### Given task
Read the data and repeat it in full, exactly.

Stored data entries
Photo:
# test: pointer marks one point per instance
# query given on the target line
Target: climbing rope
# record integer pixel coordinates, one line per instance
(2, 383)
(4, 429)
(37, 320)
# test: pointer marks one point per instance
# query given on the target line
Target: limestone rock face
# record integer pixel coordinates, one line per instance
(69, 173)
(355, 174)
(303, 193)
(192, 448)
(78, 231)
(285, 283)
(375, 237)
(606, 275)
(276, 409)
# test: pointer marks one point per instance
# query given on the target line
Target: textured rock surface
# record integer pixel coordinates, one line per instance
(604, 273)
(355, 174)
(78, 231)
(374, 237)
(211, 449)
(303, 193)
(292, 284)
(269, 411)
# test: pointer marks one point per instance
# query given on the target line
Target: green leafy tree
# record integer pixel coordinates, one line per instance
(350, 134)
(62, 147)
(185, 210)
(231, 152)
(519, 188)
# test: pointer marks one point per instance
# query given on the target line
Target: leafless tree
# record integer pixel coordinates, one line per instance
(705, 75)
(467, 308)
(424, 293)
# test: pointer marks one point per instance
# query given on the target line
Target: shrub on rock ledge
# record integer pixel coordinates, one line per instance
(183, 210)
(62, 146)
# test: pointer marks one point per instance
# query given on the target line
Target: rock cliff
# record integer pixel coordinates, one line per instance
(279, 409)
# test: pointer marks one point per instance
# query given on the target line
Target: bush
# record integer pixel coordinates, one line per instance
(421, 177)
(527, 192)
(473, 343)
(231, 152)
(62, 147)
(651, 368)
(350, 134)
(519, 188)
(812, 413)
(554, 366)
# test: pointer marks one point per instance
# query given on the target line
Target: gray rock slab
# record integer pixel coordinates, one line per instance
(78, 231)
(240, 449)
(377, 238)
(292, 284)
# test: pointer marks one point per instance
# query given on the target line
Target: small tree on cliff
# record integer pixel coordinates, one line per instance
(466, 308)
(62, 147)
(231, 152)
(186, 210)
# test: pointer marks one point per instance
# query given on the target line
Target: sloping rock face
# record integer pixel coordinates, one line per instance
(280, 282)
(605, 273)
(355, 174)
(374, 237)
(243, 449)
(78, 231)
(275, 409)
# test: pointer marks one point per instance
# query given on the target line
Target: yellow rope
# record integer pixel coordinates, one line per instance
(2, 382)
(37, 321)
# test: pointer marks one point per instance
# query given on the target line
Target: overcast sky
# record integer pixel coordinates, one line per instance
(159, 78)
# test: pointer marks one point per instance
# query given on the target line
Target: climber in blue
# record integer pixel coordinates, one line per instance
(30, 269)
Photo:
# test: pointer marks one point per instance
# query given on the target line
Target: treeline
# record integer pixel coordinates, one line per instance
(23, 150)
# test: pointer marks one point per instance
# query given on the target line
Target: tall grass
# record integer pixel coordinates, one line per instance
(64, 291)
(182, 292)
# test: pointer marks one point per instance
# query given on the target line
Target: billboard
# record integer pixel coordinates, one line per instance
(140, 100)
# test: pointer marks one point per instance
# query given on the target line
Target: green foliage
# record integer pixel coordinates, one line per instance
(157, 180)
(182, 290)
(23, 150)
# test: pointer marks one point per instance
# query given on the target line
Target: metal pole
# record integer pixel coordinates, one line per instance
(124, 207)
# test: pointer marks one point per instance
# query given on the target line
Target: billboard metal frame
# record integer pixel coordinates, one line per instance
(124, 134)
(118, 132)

### Problem solution
Photo:
# test: pointer marks one point per instance
# query given on the target line
Target: climbing rope
# record integer pixel coordinates, one line per instance
(2, 383)
(4, 429)
(37, 320)
# test: pointer marks one point per instance
# query given on the target line
Target: limestone rock face
# record integer pixel coordinates, one line per instance
(69, 173)
(355, 174)
(303, 193)
(192, 448)
(78, 231)
(285, 283)
(375, 237)
(606, 275)
(276, 409)
# test: pointer marks one point per instance
# query given on the target line
Target: textured rock surface
# record integer pixel coordinates, one line per instance
(604, 273)
(355, 174)
(78, 231)
(374, 237)
(211, 449)
(303, 193)
(292, 284)
(269, 411)
# test: pointer marks one point per instance
# query given on the target line
Target: green leafy tree
# record integer pixel coordinates, one line per instance
(350, 134)
(62, 147)
(185, 210)
(231, 152)
(519, 188)
# test: pointer marks one point per instance
# query given on the target line
Target: leafless tree
# record integer pixel coordinates, one line per instance
(705, 75)
(467, 308)
(424, 293)
# test: pointer marks one point per instance
# query given on the target line
Target: shrub on rock ledge
# record integer pixel coordinates, one line per instance
(183, 210)
(62, 146)
# test: pointer marks one point per instance
# query given on the target line
Target: rock cliff
# record integer pixel coordinates, one line per instance
(279, 409)
# test: pointer marks one point per instance
# query given on the target line
Target: bush
# record integer pixel coordinates, one line per instance
(421, 177)
(527, 192)
(473, 343)
(231, 152)
(62, 147)
(651, 368)
(350, 134)
(519, 188)
(812, 413)
(554, 366)
# test: pointer marks one point per instance
# query given on the target line
Target: gray rock slab
# record integer pixel coordinates, one line per instance
(78, 231)
(240, 449)
(377, 238)
(292, 284)
# test: pointer marks one point per instance
# query given on the target line
Target: small tree on cliff
# record integer pixel coordinates, one line per instance
(466, 308)
(62, 147)
(231, 152)
(186, 210)
# test: pointer marks one point per instance
# query given on the target line
Target: sloping rock face
# record integer pixel coordinates, one line per instance
(280, 282)
(605, 273)
(355, 174)
(374, 237)
(243, 449)
(78, 231)
(275, 409)
# test: pointer marks one point per instance
# query given on the target line
Target: yellow rope
# record integer pixel coordinates, one line per instance
(2, 382)
(37, 321)
# test: pointer marks one point per instance
# query given on the target line
Target: overcast sky
# record integer pixel coordinates, one line per instance
(159, 78)
# test: pointer marks one point per instance
# query given on the target line
Target: climber in blue
# record integer pixel coordinates, one line per instance
(30, 269)
Photo:
# test: pointer marks one point per instance
# query given on the target line
Target: treeline
# record integer pixel coordinates, one line per instance
(23, 150)
# test: pointer marks one point per instance
# query given on the target line
Target: tall grass
# record integer pixel coordinates, one line per instance
(64, 291)
(182, 292)
# test: pointer marks one point per instance
# query given on the target line
Target: billboard
# record integer pixel coordinates, one line per instance
(140, 100)
# test: pointer marks one point per instance
# query given on the target line
Target: green foliage
# record integer pixel coordinates, one line per instance
(157, 180)
(182, 290)
(23, 150)
# test: pointer marks one point per instance
# query given on the target line
Target: metal pole
# record integer pixel coordinates, one line per instance
(124, 207)
# test: pointer marks one point per instance
# query given on the target line
Target: billboard metal frame
# record integer pixel coordinates, one line per instance
(124, 134)
(118, 132)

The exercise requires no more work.